-------- EXERCISE INPUTS

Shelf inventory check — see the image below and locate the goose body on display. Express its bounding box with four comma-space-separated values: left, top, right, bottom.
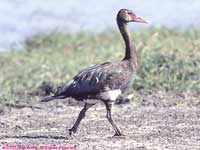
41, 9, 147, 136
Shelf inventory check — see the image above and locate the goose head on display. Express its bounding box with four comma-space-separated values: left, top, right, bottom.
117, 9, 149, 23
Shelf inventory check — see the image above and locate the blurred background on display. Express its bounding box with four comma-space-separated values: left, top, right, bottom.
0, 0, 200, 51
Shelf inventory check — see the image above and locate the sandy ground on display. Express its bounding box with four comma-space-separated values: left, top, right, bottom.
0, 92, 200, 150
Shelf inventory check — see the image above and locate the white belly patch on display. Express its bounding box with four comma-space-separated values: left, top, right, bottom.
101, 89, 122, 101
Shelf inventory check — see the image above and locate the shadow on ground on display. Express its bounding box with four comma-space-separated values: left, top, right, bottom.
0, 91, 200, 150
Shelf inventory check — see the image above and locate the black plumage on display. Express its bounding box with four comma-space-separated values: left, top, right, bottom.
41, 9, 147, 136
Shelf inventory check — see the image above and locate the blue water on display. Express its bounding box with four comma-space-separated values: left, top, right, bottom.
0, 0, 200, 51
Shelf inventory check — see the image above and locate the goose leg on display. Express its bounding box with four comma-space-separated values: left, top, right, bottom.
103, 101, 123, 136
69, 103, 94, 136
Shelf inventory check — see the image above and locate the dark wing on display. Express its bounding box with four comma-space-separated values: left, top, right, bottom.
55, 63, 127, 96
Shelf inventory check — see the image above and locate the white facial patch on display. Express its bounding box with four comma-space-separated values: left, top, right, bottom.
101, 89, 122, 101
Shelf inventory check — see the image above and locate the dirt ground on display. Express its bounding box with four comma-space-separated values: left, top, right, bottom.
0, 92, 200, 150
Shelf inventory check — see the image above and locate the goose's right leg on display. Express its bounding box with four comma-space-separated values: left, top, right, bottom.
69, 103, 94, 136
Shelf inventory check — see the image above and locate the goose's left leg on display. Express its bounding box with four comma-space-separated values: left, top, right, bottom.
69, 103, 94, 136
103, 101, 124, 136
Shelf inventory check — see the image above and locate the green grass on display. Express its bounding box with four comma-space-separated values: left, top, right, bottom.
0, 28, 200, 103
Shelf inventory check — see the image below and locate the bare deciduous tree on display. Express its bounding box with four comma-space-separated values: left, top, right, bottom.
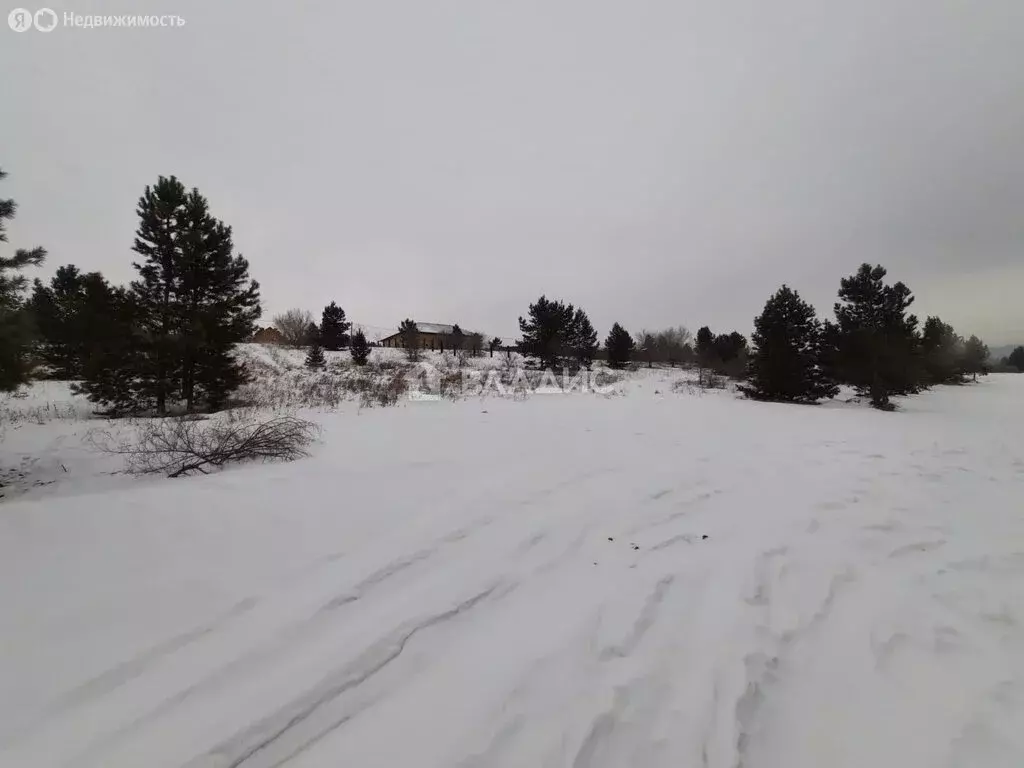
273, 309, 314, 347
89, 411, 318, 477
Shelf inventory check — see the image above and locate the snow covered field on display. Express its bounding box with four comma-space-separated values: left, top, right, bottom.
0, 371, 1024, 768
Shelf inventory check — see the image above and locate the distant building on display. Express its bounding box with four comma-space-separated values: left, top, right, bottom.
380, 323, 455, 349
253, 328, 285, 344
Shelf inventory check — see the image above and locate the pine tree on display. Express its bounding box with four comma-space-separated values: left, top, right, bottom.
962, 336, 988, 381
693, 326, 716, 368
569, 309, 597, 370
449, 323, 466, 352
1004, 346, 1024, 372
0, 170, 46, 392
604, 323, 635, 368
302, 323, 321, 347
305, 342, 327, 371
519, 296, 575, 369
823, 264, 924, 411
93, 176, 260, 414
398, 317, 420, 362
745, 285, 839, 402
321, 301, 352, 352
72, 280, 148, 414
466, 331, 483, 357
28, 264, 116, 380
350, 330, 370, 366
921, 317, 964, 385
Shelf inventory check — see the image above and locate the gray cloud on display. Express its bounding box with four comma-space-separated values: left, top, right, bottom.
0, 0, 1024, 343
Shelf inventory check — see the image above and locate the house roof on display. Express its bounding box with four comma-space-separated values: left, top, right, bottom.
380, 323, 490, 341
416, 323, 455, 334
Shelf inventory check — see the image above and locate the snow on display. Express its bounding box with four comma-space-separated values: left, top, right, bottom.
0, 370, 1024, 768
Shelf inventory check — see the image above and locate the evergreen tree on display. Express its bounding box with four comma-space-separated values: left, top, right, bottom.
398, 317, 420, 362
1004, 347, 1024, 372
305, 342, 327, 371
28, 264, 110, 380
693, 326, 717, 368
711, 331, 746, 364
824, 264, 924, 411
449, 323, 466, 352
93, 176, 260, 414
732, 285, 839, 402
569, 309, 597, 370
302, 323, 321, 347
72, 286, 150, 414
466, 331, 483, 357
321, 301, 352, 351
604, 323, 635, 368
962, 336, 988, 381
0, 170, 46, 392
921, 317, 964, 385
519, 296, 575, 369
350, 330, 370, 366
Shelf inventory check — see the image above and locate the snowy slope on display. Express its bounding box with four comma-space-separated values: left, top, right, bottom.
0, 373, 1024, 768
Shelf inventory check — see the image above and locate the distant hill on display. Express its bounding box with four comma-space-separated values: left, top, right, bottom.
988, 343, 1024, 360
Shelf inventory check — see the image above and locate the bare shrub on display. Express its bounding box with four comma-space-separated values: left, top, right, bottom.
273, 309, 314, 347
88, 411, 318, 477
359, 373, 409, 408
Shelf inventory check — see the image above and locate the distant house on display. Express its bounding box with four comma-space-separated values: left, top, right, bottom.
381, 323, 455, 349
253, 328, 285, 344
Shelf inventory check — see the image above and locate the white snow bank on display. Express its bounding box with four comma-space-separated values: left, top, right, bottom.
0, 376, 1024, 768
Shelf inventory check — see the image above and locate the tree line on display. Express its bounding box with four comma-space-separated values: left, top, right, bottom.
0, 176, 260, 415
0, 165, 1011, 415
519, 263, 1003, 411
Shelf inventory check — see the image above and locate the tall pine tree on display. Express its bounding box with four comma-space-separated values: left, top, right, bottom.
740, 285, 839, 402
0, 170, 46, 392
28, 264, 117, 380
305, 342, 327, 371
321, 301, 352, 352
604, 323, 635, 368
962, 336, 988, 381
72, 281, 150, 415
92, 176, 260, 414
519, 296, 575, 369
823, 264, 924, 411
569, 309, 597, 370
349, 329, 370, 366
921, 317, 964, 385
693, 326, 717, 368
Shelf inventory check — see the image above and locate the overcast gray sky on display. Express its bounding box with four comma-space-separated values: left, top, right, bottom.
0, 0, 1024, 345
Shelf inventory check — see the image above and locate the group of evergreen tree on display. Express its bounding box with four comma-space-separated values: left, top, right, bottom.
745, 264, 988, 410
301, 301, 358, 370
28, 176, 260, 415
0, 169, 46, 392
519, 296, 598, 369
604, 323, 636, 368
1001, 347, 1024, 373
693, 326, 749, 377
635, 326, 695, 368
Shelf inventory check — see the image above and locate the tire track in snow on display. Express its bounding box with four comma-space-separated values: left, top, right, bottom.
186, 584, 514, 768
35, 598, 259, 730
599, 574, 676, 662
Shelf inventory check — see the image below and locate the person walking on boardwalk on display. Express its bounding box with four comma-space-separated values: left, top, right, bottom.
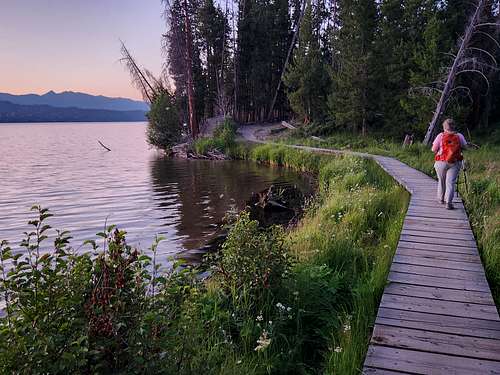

----------------

Express the portion of the data above that runs from the line containing "locate the tall" up to and including the line containing "599, 574, 676, 662" as a JSON list of strings, one string per line and with blank lines omitted.

[
  "Shelf inventory check — see the image above and locate the tall pine tree on display. Express its bounding box with four comma-space-separated values: left, top, right, bottom.",
  "740, 285, 839, 402",
  "0, 170, 46, 392",
  "28, 264, 117, 380",
  "305, 342, 327, 371",
  "321, 301, 352, 352",
  "604, 323, 635, 368",
  "962, 336, 988, 381",
  "72, 281, 150, 415",
  "92, 176, 260, 414",
  "519, 296, 575, 369",
  "823, 264, 924, 411",
  "569, 309, 597, 370",
  "349, 329, 370, 366",
  "921, 317, 964, 385",
  "693, 326, 717, 368",
  "Shelf inventory check — see the image above and locate the overcast gray sky on display. Express its bounding box with four comma-space-separated values: left, top, right, bottom.",
  "0, 0, 1024, 345",
  "Shelf inventory check — see the image above and locate the group of evergreen tree on display. Express its bounding box with four comma-space-separated values: left, top, right, bottom.",
  "745, 264, 988, 410",
  "301, 301, 358, 370",
  "28, 176, 260, 415",
  "0, 169, 46, 392",
  "519, 296, 598, 369",
  "604, 323, 636, 368",
  "1001, 347, 1024, 373",
  "693, 326, 749, 377",
  "635, 326, 695, 368",
  "Shelf inventory check — see the image above and locate the tire track in snow on display. Express its bounding box with four comma-space-separated values: left, top, right, bottom.",
  "186, 584, 514, 768",
  "35, 598, 259, 730",
  "599, 574, 676, 662"
]